REQUIRED TASK 1
Rewrite the records below as a JSON list of strings, one string per line and with blank lines omitted, starting at the first line of the records and going on through the line containing "column 384, row 95".

Was in the middle of my neverending post when I noticed the (overwhelming) addition of new ones. Since I've been plugging away at this for hours, and the amount of responses demand many more, I'll just throw in my incomplete post for now...
She's neurotic, stressed, and overworked. I am tempted to disagree that my mother = ESTj, though I may be biased towards my mother and ESTjs, so I'll just present some more facts:Originally Posted by implied
- My mother considers me to be logical where she is emotional (Sense > Sensibility), whereas my father thinks I'm more like my mother.
- My father hates her indecisiveness.
- She has been easily riled by my "argumentative" reaction to her lectures on morality for as long as I can remember. An attempt at a clean example from when I was 4:
Tried teaching me the importance of picking up the things I left on the floor -> I grudgingly accepted -> Told me to pick up after others as well -> "Why? Shouldn't they pick things up for themselves too?" -> Threatened violence if I didn't "stop arguing" -> "But I'm not!", since I didn't know what "arguing" meant until I was 8-10 -> Beats the crap out of me -> Waste my energy and time fighting back in blind rage -> Becomes even more angered because "Kids aren't supposed to fight back"

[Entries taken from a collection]
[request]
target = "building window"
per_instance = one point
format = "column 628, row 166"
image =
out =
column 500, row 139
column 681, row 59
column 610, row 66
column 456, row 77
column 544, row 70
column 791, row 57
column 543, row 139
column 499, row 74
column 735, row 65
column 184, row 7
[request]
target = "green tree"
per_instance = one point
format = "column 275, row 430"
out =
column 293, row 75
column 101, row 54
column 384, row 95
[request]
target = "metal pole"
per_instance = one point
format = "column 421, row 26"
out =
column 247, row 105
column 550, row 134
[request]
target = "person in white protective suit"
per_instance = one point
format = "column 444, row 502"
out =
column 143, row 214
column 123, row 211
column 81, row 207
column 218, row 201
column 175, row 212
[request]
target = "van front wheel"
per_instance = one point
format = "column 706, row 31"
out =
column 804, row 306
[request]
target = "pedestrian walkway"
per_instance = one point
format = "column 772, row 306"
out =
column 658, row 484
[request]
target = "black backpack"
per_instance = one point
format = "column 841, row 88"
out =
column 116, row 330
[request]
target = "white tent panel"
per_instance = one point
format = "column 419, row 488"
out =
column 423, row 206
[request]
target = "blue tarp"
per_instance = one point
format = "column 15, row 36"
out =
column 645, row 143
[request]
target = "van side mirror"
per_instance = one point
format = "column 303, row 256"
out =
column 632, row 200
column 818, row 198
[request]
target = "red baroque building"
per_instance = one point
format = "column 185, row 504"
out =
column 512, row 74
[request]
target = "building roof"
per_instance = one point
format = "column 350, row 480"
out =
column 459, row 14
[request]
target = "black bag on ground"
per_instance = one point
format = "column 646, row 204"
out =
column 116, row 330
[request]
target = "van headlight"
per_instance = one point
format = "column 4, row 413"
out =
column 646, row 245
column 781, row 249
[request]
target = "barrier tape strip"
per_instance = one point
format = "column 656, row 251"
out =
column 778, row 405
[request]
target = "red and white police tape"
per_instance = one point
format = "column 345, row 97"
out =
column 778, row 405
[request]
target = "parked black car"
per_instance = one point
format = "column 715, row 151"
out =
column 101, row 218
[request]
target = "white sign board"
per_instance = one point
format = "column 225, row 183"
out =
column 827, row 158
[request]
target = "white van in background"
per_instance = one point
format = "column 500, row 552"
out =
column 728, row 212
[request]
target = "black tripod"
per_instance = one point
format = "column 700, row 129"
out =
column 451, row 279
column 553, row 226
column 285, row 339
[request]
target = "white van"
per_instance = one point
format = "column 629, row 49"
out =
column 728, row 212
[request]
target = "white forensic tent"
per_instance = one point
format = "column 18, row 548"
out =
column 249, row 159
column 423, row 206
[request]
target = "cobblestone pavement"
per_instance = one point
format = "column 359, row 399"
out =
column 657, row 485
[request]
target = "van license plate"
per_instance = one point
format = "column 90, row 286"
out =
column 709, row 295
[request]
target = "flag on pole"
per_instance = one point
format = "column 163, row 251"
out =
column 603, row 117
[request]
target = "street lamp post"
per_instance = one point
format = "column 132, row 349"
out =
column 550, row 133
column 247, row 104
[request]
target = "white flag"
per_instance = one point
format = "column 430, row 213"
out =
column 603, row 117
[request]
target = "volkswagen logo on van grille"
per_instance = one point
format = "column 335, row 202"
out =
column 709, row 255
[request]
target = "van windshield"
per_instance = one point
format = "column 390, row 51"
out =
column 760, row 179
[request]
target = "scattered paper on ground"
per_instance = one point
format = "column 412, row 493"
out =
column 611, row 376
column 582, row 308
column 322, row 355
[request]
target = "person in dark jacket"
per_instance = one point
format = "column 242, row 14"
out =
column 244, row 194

REQUIRED TASK 2
According to the forum post, what does the writer's father hate about the mother?

EXERCISE SOLUTION 1
[
  "[request]",
  "target = \"building window\"",
  "per_instance = one point",
  "format = \"column 628, row 166\"",
  "image =",
  "out =",
  "column 500, row 139",
  "column 681, row 59",
  "column 610, row 66",
  "column 456, row 77",
  "column 544, row 70",
  "column 791, row 57",
  "column 543, row 139",
  "column 499, row 74",
  "column 735, row 65",
  "column 184, row 7",
  "[request]",
  "target = \"green tree\"",
  "per_instance = one point",
  "format = \"column 275, row 430\"",
  "out =",
  "column 293, row 75",
  "column 101, row 54",
  "column 384, row 95"
]

EXERCISE SOLUTION 2
Her indecisiveness.